## Given passage
[Start of Attachment]

Greg Abbott, Texas attorney general and a Republican gubernatorial candidate, is all but assured to become the Lonestar State's next governor in November. In the meantime, he's spending his time defending the state's ban on gay marriage — with two completely contradictory justifications.
In a brief Abbott filed Friday with the Fifth Circuit Court of Appeals, he argues that Texas' same-sex marriage ban would help to decrease unplanned out-of-wedlock births while simultaneously ensuring "the survival of the human race." He urged the court to consider his argument under the "rational basis" standard, which states that the government has a reasonable interest in enacting the law.
In fact, Abbott thinks the "societal benefits" that opposite-sex marriages provide to the state are substantial enough that it is "rational for the State to subsidize" them, MSNBC reported.
That societal benefit? Babies.
What the brief fails to provide, however, is any evidence that opposite-sex marriages result in more children overall, or that there's a correlation between gay marriage bans and a decrease in unplanned pregnancies. Abbott's argument ignores the possibility of heterosexual couples who opt not to have children or who are unable.
Basically, Abbott thinks that disallowing same-sex marriage will encourage people to have more children when they're married and fewer children when they're not. Hmm.
Statistics directly contradict Abbott's assertion that the state's marriage ban is "channeling procreative intercourse into marriage," according to MSNBC. Data from the Center for Disease Control found the rate of births out of wedlock in Texas was 2 percentage points higher than the national average in 2012.
Maybe if Abbott looked further than babies, he'd notice the societal benefits that same-sex marriage can spur, which are, in fact, mentioned in his court filing. Salon reports that Abbott conceded "marriage equality could increase household wealth and provide a stable environment for the children of same-sex couples."
With the legalization of same-sex marriage in 16 states in the past week alone, it's unlikely Abbott's argument will gain much traction – especially if he's arguing on the "rational basis" standard.

[End of Attachment]

## Source material
[Start of Attachment]

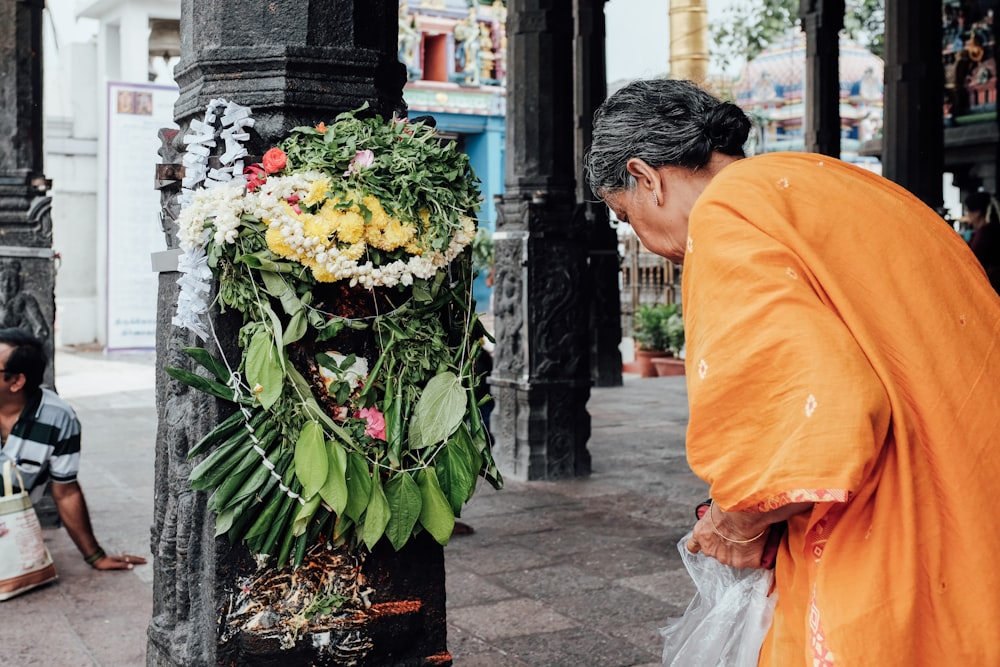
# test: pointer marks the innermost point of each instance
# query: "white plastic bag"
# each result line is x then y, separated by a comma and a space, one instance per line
726, 622
24, 560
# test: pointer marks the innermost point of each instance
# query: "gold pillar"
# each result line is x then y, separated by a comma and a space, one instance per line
689, 40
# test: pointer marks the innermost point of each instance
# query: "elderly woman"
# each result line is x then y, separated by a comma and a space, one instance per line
843, 353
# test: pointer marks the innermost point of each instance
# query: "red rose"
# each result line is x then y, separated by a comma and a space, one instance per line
274, 160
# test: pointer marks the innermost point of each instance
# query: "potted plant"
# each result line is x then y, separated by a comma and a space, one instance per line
672, 329
650, 335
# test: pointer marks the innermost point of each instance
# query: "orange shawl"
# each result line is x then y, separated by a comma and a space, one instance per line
842, 348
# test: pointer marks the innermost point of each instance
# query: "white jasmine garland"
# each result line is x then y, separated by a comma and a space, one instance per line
225, 209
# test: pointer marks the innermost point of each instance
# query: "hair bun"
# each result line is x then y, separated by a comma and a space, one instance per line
727, 128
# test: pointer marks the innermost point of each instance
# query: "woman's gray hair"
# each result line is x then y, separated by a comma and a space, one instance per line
662, 122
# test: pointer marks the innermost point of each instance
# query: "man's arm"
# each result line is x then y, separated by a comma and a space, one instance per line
73, 511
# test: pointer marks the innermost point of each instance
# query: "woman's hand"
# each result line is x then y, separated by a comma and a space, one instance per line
738, 538
123, 562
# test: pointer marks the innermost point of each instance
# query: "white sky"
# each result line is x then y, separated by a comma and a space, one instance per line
638, 43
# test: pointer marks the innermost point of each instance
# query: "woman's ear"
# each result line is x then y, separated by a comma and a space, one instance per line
18, 384
647, 178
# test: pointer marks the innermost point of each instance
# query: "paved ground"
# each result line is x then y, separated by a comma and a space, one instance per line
578, 573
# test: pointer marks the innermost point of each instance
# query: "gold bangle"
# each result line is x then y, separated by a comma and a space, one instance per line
94, 557
715, 529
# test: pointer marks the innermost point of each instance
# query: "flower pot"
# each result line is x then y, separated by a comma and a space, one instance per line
665, 366
644, 361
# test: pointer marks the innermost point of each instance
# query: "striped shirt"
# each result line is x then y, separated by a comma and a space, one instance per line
45, 442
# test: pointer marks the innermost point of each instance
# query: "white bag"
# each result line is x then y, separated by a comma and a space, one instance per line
24, 559
726, 622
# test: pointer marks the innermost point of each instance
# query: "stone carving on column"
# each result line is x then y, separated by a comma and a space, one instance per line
27, 261
315, 60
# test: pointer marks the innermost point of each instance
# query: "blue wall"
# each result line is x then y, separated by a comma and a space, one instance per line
484, 138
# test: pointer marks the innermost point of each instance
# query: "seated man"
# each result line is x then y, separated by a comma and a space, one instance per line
41, 435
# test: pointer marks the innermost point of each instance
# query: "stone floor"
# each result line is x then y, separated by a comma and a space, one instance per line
579, 572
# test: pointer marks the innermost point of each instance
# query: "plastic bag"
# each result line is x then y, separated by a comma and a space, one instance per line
726, 622
24, 560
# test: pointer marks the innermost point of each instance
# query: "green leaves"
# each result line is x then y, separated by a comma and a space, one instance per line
439, 411
264, 368
311, 461
377, 515
435, 512
404, 500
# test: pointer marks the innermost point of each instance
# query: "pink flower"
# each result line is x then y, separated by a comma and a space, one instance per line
274, 160
256, 176
376, 422
361, 160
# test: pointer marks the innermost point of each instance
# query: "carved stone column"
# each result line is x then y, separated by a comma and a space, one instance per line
294, 63
541, 374
913, 127
603, 261
27, 268
27, 273
822, 21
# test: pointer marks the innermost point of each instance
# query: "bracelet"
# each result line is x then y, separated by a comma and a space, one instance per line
94, 557
715, 529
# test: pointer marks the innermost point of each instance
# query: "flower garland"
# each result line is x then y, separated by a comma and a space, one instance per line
347, 250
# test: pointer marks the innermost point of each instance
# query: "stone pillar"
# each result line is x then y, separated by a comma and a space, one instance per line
541, 371
689, 40
913, 126
822, 21
603, 262
294, 62
27, 272
27, 268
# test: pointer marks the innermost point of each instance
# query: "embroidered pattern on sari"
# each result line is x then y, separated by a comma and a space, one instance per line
822, 656
804, 496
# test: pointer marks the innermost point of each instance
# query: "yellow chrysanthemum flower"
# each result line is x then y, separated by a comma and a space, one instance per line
317, 191
276, 242
323, 224
353, 252
322, 275
351, 227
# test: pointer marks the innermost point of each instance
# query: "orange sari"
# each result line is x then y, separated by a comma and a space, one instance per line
843, 347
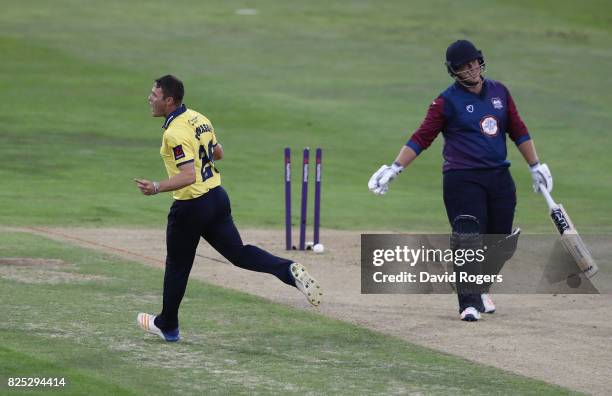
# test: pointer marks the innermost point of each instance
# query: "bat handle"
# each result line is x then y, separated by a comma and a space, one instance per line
551, 203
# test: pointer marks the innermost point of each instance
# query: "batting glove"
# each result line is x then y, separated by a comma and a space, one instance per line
379, 182
541, 176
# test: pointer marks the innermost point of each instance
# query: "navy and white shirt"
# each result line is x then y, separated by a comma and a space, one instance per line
474, 126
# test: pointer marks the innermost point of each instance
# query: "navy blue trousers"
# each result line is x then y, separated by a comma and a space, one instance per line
487, 194
208, 216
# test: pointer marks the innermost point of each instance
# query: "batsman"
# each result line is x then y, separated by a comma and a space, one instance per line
474, 115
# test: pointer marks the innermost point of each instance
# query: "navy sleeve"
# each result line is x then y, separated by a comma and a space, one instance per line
517, 130
430, 127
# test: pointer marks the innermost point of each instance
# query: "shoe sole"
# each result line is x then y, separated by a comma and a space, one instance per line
307, 284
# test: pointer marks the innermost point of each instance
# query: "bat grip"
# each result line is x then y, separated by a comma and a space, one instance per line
551, 203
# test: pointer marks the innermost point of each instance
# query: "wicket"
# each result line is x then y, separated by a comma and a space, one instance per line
304, 198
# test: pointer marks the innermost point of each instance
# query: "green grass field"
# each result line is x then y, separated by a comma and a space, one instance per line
85, 331
354, 78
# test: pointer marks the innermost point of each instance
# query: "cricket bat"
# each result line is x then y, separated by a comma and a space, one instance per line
569, 236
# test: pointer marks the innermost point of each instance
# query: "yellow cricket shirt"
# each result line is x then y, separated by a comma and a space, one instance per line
190, 137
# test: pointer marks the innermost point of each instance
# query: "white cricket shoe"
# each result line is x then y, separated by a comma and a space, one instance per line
487, 302
470, 314
306, 283
147, 323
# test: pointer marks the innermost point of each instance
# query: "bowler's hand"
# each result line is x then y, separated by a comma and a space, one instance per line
147, 187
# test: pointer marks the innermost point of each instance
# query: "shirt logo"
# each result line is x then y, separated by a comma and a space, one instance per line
497, 103
178, 152
488, 126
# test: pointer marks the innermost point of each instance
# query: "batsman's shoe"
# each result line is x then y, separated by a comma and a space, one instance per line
487, 303
470, 314
306, 284
147, 323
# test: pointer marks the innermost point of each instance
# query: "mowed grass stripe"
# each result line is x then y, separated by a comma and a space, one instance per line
83, 327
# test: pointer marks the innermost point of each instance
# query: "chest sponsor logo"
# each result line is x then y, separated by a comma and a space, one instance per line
178, 152
489, 126
497, 103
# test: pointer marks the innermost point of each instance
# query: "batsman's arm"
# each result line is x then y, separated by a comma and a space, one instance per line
405, 156
184, 178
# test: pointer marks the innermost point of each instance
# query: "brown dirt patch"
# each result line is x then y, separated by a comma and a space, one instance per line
562, 339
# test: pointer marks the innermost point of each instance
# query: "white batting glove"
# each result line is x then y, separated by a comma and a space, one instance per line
379, 182
541, 175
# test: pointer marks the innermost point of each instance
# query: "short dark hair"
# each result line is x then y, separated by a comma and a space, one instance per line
171, 87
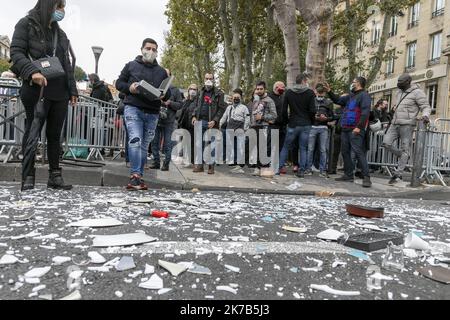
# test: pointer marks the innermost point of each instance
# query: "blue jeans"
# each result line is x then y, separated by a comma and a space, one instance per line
141, 132
301, 134
322, 135
166, 133
354, 143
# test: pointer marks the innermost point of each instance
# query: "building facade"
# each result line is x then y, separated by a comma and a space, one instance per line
418, 37
5, 45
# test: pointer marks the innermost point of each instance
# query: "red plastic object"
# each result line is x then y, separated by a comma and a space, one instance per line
160, 214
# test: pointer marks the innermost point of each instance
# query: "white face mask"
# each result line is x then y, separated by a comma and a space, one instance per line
149, 55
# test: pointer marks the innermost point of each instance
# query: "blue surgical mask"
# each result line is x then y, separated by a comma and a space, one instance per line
58, 15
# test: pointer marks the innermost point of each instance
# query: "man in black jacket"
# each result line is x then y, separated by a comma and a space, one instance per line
209, 110
301, 103
141, 112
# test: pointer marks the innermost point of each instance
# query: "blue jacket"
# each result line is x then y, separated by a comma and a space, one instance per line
136, 71
356, 111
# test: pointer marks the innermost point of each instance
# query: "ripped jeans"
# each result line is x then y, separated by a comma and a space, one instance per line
141, 128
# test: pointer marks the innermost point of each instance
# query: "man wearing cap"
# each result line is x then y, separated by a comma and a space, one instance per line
411, 100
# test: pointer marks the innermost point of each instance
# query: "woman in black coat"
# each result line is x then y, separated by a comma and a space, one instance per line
33, 39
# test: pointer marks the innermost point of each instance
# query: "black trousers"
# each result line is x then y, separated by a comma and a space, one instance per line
54, 113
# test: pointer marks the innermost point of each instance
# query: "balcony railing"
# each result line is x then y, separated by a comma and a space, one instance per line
438, 13
413, 24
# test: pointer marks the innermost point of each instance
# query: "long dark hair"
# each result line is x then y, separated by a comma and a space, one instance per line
44, 9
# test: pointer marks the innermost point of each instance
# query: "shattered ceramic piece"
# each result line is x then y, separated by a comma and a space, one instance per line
334, 292
122, 240
234, 269
73, 296
330, 235
295, 229
126, 263
8, 259
155, 283
96, 223
173, 268
37, 272
96, 258
227, 289
61, 260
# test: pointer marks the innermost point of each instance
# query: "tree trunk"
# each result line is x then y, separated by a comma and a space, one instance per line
268, 62
286, 17
236, 46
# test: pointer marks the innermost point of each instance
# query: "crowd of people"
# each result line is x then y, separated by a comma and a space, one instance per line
301, 115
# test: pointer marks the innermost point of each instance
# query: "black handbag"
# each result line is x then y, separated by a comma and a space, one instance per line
50, 67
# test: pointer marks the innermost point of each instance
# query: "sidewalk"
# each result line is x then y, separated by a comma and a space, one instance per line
115, 174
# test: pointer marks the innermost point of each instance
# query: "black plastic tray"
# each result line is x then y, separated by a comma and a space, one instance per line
374, 241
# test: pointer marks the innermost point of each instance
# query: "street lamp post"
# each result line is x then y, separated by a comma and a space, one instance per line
97, 53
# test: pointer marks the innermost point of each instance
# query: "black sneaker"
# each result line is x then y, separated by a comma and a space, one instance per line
136, 184
367, 183
345, 179
395, 179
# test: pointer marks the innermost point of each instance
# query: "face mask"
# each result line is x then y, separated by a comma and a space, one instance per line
149, 55
58, 15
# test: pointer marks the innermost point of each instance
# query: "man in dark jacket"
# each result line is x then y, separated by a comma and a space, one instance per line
141, 112
165, 129
324, 114
209, 110
279, 88
300, 100
354, 122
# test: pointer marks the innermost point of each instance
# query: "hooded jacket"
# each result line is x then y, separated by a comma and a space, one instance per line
29, 39
136, 71
412, 102
301, 103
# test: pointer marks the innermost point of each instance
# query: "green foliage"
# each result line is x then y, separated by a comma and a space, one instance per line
4, 65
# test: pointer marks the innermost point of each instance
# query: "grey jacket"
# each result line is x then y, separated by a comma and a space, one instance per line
267, 108
412, 102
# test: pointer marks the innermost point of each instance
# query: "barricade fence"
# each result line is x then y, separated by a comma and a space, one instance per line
93, 126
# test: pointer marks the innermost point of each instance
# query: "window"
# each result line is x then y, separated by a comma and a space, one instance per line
376, 33
411, 55
439, 8
414, 14
436, 47
394, 26
390, 62
433, 97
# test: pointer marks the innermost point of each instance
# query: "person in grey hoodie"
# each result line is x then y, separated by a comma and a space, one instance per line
263, 113
411, 100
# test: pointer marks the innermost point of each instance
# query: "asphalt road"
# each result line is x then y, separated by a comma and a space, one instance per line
249, 236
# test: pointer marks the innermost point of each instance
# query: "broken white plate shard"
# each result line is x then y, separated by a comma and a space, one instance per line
330, 235
227, 289
149, 269
96, 257
121, 240
199, 270
126, 263
96, 223
173, 268
329, 290
295, 229
155, 283
61, 260
164, 291
8, 259
234, 269
73, 296
37, 272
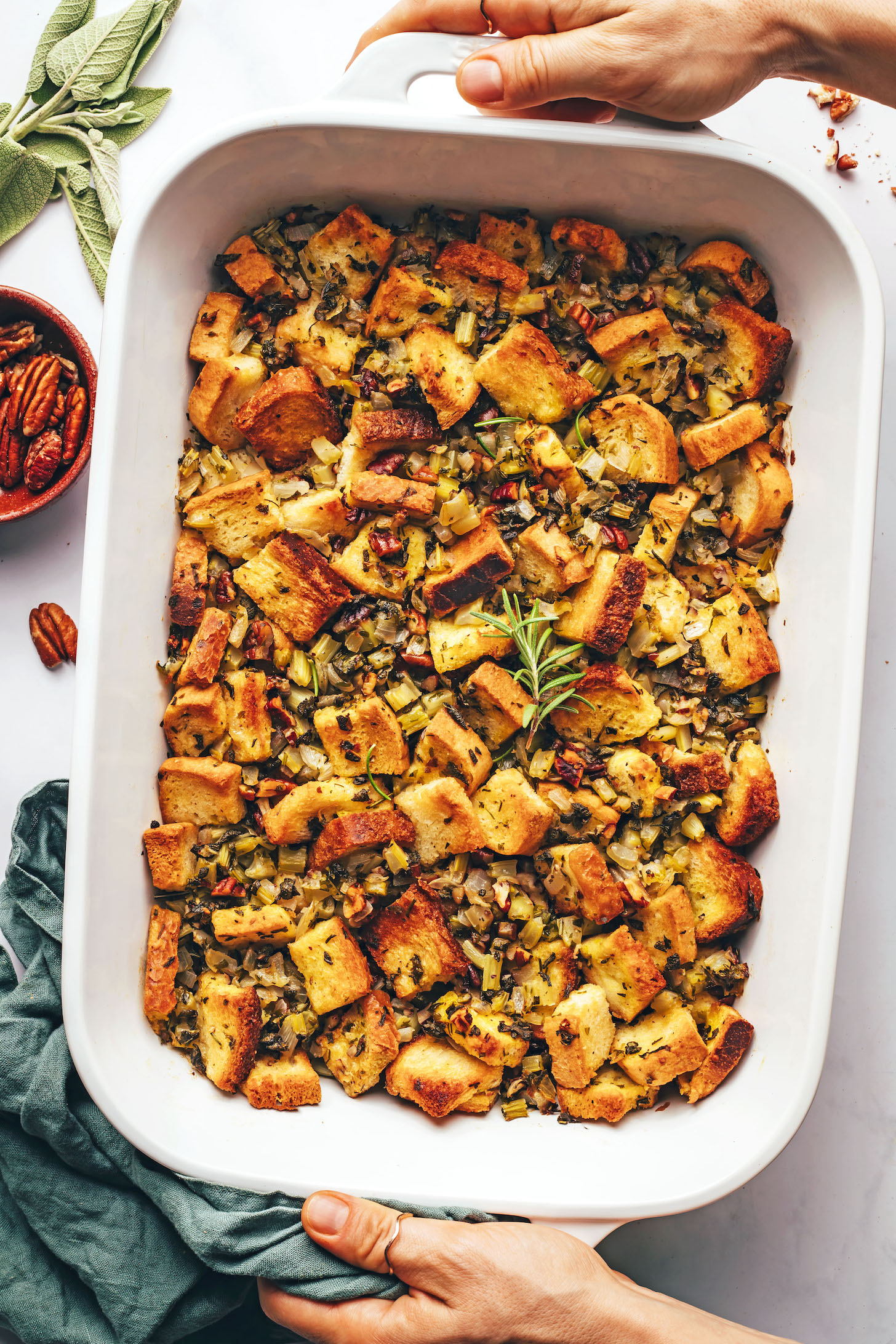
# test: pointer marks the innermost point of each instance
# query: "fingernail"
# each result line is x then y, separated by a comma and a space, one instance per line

[End of Attachment]

## Instructions
A – In the article on Greg Abbott's defense of the Texas same-sex marriage ban, which court did Abbott file his brief with?
B – Reproduce the passage from the article on Abbott's same-sex marriage brief, starting at "What the brief" and ending at "they're not. Hmm.".

## Solved problems
A – The Fifth Circuit Court of Appeals.

B –
What the brief fails to provide, however, is any evidence that opposite-sex marriages result in more children overall, or that there's a correlation between gay marriage bans and a decrease in unplanned pregnancies. Abbott's argument ignores the possibility of heterosexual couples who opt not to have children or who are unable.
Basically, Abbott thinks that disallowing same-sex marriage will encourage people to have more children when they're married and fewer children when they're not. Hmm.